→ **Direction**: Please carry on the hog hunting forum thread from its final line.

→ **Text passage**:
Take a look at beaverdam WMA also.


----------



## chrislibby88 (Apr 15, 2019)

Davexx1 said:


> I have a 512 22 mag. It shoots fast and pretty good, but not as tight groups as a good bolt gun. My 512 is one of the first with dual recoil rods and it has a real rough trigger. They fixed that problem in the newer guns. I have never had a jam, fail to fire or eject. A good trigger job would probably help my gun a lot.


I wouldn’t worry about super tighht groups really. I hunted small game last year with a .22 mag and all of my shots were inside of 50 yards, actually most were inside of 30. I usually try to stalk in pretty close and get a clean headshot. 22 mag is more than adequate for close headshots. Just go for between the eye and ear, or between the eyes.


----------



## Jonboater (Apr 16, 2019)

22 mag behind the shoulder will put one down with ease also.


----------



## FrChs28 (Apr 28, 2019)

On another note, I keep hearing about how invasive these hogs are, and the inability to control them. I hunted public land in N. Carolina, and last February in Georgia. Nothing for nothing, but the sign I saw was scarce. Is the problem mainly on private land ? If both public and private, am I just hunting in the wrong places ?


----------



## Jester896 (Apr 28, 2019)

must be the wrong place....between traps and night hunting a buddy of mine has killed 125 the first 3 months this year on his place...he is on the edge of Chickasawhatchee...strong breeding ground there


----------



## oldguy (Apr 29, 2019)

Jester896 said:


> must be the wrong place....between traps and night hunting a buddy of mine has killed 125 the first 3 months this year on his place...he is on the edge of Chickasawhatchee...strong breeding ground there


More like a sanctuary - as are all the WMAs with their restrictions on weapons, seasons, baiting etc. The DNR should declare war on the hogs and let you kill them anytime, anyway...
Just like your friend, private landowners work like crazy to reduce the populations, meanwhile the hogs in the WMA sanctuaries continue to reproduce and spill over onto private land. Not to mention the tremendous damage they do to native wildlife and habitat on the WMAs. Hogs are a way yonder bigger nusiance than coyotes and should be exterminated. Let folks trap 'em, run 'em with dogs, bait 'em, shoot ' em day and night, riding in their trucks, year-round, just kill hogs period.


----------



## transfixer (Apr 29, 2019)

FrChs28 said:


> On another note, I keep hearing about how invasive these hogs are, and the inability to control them. I hunted public land in N. Carolina, and last February in Georgia. Nothing for nothing, but the sign I saw was scarce. Is the problem mainly on private land ? If both public and private, am I just hunting in the wrong places ?

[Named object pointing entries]
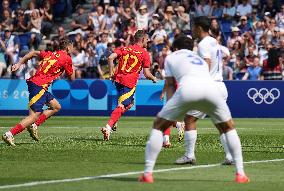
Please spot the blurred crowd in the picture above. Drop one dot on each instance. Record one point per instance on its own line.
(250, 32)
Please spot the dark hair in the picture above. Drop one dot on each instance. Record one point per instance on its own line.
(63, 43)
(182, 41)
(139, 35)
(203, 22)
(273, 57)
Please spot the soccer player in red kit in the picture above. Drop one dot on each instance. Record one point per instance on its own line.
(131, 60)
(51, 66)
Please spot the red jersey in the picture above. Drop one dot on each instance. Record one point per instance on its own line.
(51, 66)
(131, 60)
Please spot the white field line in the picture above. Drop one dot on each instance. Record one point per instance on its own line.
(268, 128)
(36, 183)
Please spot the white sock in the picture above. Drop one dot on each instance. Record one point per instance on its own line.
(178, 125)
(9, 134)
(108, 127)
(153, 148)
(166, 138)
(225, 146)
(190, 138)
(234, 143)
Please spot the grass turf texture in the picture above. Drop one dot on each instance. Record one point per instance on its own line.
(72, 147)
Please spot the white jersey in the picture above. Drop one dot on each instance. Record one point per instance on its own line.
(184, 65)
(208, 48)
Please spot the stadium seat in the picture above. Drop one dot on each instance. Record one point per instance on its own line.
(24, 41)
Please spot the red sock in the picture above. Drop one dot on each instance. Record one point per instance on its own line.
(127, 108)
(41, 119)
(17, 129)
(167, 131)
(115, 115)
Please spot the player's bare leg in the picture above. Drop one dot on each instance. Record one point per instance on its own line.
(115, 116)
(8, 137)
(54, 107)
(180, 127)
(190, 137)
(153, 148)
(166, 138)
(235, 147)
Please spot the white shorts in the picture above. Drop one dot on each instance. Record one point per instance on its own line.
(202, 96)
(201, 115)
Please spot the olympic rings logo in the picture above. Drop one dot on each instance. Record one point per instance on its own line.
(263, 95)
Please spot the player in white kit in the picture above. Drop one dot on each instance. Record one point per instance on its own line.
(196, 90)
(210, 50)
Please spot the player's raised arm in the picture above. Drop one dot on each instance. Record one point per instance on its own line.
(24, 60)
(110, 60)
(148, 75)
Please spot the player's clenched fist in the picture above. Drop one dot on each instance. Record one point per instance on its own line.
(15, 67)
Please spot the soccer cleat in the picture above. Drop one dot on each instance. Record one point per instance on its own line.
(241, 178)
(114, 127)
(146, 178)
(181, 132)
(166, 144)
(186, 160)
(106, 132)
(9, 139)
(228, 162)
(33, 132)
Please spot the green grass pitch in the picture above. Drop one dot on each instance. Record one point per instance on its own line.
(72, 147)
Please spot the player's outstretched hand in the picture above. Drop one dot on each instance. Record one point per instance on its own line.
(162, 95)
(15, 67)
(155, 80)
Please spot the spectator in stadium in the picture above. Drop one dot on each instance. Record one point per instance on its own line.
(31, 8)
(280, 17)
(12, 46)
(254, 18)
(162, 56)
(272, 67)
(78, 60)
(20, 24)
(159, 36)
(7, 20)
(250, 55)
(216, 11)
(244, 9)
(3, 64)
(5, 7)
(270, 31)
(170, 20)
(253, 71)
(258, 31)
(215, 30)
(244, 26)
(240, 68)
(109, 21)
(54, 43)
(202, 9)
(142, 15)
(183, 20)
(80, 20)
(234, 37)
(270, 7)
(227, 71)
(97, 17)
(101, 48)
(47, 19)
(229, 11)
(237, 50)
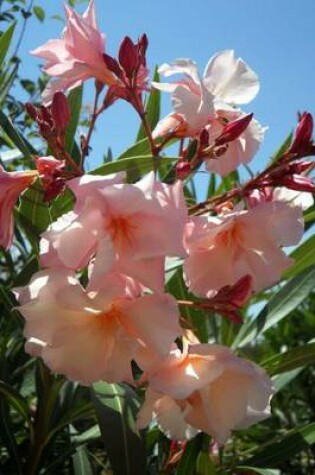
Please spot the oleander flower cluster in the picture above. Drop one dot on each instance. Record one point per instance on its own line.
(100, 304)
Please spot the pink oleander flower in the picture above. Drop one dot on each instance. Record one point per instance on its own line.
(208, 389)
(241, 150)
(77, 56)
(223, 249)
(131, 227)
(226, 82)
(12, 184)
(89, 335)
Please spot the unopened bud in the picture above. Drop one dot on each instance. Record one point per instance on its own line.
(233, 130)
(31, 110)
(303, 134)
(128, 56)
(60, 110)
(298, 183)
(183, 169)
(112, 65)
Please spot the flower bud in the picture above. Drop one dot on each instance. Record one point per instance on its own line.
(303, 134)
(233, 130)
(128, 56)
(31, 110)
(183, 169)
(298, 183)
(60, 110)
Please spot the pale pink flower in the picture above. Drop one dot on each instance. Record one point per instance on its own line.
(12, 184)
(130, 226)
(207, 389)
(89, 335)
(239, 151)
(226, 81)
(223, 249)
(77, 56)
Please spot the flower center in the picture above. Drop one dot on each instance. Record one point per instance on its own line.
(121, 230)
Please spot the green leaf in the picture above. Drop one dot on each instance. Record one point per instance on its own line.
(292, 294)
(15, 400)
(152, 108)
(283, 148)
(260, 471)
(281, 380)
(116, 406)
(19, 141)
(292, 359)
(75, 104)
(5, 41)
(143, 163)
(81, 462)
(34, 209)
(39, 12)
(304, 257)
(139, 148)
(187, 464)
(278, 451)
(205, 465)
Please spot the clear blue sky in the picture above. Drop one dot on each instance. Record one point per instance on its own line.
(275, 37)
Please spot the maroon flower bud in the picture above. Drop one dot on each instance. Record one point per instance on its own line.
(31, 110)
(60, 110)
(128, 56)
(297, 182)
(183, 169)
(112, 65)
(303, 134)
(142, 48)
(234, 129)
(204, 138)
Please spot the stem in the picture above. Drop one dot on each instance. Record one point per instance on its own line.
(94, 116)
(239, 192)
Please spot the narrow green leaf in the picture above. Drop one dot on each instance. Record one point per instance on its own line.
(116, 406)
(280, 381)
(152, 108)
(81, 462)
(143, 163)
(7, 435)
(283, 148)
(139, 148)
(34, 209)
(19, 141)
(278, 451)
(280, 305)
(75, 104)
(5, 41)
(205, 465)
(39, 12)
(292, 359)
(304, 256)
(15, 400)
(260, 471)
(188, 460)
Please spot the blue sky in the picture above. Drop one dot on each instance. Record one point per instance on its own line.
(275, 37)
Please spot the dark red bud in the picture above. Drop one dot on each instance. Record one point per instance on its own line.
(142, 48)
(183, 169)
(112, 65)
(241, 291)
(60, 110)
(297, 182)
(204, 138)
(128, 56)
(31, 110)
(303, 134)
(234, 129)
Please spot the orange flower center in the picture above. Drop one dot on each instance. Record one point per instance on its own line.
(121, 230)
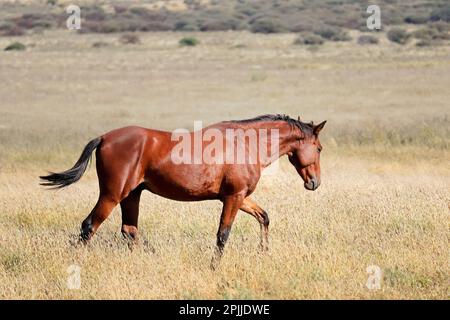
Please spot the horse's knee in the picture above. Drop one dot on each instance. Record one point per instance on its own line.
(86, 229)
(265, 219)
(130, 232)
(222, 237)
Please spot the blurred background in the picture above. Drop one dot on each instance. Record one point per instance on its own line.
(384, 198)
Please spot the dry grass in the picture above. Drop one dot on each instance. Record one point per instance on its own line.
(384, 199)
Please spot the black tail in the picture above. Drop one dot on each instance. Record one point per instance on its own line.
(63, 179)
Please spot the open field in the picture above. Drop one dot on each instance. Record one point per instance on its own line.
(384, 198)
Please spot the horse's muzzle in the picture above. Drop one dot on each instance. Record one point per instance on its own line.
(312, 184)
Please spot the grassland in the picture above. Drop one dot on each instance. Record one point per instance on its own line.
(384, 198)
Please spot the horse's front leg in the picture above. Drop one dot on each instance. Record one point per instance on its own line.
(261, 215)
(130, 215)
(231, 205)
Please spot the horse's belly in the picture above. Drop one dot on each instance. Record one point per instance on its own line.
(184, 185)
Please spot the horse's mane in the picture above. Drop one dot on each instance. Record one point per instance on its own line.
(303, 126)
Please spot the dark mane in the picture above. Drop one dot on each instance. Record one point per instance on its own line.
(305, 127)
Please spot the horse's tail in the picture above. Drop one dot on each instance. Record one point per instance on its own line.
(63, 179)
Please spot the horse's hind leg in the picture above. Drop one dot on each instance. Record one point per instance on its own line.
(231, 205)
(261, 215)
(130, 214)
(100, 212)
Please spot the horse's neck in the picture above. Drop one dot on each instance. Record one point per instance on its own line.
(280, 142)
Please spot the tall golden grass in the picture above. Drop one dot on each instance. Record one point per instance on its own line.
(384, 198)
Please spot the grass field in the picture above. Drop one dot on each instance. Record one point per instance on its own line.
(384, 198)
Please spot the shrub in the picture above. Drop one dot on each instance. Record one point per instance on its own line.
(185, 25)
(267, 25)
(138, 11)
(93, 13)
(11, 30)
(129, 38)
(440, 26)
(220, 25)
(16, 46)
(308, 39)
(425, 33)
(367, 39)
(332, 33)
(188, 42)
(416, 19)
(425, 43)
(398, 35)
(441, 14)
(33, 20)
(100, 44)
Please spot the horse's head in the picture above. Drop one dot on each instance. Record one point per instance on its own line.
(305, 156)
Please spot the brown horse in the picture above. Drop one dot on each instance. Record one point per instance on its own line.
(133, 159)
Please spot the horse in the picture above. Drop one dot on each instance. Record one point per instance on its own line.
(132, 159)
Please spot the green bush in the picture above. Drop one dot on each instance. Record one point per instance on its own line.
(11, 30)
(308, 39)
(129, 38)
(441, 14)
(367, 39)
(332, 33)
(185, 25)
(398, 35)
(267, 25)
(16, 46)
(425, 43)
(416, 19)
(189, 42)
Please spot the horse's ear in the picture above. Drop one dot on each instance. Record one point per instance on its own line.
---
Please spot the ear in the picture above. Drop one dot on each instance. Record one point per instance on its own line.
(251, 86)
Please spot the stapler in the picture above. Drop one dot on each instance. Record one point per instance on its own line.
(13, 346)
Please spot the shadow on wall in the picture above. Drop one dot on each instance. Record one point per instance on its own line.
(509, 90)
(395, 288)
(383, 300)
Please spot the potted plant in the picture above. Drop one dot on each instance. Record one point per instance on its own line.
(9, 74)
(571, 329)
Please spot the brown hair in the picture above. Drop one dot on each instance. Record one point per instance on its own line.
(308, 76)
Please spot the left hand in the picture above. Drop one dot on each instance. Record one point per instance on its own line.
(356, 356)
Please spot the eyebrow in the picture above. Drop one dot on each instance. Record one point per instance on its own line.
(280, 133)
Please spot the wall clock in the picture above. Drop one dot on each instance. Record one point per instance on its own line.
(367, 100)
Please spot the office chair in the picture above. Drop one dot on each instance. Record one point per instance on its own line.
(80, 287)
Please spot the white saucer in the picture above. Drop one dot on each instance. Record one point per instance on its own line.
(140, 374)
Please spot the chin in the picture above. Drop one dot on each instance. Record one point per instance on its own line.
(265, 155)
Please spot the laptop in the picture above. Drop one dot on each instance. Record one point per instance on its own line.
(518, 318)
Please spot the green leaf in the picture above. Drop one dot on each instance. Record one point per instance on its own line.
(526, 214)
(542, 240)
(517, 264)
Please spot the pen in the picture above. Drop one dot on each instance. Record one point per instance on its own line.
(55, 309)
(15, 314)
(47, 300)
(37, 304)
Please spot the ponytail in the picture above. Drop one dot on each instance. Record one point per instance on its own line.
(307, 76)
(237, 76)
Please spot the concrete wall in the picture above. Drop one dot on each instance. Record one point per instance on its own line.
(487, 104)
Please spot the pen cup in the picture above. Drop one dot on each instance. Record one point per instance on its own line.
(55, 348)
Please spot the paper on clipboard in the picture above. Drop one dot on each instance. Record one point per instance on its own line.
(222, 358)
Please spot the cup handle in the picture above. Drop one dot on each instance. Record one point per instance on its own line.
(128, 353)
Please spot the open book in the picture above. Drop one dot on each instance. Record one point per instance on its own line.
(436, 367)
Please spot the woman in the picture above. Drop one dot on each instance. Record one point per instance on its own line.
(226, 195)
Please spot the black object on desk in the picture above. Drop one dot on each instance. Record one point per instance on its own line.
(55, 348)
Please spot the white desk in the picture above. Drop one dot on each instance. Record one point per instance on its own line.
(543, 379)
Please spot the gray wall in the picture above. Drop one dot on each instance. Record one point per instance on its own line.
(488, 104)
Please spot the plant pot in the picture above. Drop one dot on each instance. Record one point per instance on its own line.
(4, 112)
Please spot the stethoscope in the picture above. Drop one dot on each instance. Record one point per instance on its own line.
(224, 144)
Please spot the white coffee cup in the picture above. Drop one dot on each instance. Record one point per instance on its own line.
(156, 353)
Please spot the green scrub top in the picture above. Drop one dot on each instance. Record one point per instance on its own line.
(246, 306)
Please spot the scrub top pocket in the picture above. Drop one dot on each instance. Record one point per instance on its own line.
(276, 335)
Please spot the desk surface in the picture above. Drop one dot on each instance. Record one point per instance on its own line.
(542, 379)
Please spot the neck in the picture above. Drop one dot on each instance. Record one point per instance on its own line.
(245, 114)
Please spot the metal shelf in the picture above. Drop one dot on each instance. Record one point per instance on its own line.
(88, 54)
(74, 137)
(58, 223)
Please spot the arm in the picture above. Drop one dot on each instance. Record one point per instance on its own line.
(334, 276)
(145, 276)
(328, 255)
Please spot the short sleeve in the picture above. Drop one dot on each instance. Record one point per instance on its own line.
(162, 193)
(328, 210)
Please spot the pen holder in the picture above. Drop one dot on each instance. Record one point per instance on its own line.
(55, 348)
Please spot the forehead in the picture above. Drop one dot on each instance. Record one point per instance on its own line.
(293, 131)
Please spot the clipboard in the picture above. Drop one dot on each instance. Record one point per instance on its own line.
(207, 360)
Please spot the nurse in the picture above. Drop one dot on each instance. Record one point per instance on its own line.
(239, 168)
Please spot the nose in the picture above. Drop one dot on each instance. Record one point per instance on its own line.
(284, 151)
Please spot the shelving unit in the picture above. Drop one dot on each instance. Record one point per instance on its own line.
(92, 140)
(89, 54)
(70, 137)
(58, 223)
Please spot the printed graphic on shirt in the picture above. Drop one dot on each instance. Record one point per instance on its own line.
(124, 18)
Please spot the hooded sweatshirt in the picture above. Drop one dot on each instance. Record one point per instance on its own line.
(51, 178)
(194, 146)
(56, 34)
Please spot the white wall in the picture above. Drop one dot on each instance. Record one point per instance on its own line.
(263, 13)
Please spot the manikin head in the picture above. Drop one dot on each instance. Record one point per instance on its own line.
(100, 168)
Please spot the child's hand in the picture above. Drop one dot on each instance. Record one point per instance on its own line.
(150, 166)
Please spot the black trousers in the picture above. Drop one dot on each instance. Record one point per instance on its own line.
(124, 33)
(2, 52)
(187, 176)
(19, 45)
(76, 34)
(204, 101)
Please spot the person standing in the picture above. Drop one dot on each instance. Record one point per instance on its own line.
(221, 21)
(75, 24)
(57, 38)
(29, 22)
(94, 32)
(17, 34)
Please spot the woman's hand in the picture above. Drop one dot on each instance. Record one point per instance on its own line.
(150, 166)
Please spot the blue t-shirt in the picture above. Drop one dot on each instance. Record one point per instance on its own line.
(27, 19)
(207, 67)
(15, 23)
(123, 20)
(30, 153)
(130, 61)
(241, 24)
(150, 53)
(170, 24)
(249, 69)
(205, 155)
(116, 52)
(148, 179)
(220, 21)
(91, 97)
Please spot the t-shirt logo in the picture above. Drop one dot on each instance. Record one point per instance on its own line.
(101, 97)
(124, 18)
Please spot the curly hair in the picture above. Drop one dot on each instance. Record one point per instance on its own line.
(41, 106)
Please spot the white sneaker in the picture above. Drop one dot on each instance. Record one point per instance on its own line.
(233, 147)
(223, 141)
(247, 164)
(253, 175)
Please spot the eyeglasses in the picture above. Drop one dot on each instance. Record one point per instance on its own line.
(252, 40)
...
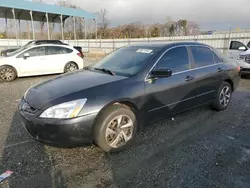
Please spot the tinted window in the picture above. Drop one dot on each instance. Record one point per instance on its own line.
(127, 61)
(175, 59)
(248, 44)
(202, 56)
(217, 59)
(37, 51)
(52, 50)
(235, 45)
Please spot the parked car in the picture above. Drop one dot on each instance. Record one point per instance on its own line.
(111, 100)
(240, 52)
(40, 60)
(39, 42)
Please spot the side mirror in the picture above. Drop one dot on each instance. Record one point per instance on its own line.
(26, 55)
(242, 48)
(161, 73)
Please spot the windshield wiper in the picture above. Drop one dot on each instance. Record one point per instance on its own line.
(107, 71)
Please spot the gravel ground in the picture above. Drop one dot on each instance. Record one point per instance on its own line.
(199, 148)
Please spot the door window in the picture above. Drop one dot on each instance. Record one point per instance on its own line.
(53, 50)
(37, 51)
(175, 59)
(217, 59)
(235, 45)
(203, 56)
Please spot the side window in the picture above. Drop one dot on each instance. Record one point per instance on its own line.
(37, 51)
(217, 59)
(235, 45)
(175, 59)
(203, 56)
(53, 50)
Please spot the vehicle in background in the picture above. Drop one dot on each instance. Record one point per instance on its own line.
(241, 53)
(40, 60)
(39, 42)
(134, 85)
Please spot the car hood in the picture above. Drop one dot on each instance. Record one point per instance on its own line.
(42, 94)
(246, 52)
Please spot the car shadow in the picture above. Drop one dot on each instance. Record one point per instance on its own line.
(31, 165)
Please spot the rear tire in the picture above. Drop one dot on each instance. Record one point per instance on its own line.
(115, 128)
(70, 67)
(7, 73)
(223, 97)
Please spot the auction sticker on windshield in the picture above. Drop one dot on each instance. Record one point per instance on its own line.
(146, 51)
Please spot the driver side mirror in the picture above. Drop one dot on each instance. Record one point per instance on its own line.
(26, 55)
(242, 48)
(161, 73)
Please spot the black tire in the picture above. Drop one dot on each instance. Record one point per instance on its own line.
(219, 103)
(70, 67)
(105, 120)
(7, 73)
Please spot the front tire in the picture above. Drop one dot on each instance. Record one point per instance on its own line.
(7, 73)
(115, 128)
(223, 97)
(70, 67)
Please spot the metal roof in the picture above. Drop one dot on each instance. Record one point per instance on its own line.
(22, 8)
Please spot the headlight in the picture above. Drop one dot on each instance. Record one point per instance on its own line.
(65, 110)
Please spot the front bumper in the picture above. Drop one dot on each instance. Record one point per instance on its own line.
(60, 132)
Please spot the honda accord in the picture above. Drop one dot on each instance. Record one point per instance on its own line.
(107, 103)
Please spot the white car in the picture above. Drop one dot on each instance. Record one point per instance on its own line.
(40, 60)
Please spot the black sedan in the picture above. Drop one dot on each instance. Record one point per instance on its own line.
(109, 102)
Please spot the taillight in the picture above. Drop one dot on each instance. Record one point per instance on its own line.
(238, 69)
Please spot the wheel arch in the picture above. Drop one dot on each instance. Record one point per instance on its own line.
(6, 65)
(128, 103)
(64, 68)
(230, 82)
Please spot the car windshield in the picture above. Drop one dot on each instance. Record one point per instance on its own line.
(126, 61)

→ **Output for this task**:
    I've found hogs are hard to pattern,  except they seem to stay within a few hundred yards of a constant water source/wet area,  on our lease they are on the bottom end and backside of our property, we have a creek on the bottom end, and the backside is low lying,  ground stays wet most of the time,    they are never seen on the opposite side of our lease,  which is higher ground.


----------



## FrChs28 (Apr 29, 2019)

oldguy said:


> More like a sanctuary - as are all the WMAs with their restrictions on weapons, seasons, baiting etc. The DNR should declare war on the hogs and let you kill them anytime, anyway...
> Just like your friend, private landowners work like crazy to reduce the populations, meanwhile the hogs in the WMA sanctuaries continue to reproduce and spill over onto private land. Not to mention the tremendous damage they do to native wildlife and habitat on the WMAs. Hogs are a way yonder bigger nusiance than coyotes and should be exterminated. Let folks trap 'em, run 'em with dogs, bait 'em, shoot ' em day and night, riding in their trucks, year-round, just kill hogs period.


I agree, they get carried away with the regs. Makes you wonder.


----------



## FrChs28 (Apr 29, 2019)

transfixer said:


> I've found hogs are hard to pattern,  except they seem to stay within a few hundred yards of a constant water source/wet area,  on our lease they are on the bottom end and backside of our property, we have a creek on the bottom end, and the backside is low lying,  ground stays wet most of the time,    they are never seen on the opposite side of our lease,  which is higher ground.


Yes, unlike deer, the sign just tells you where they were. Doesn’t always mean they’ll be back.


----------



## transfixer (Apr 29, 2019)

FrChs28 said:


> Yes, unlike deer, the sign just tells you where they were. Doesn’t always mean they’ll be back.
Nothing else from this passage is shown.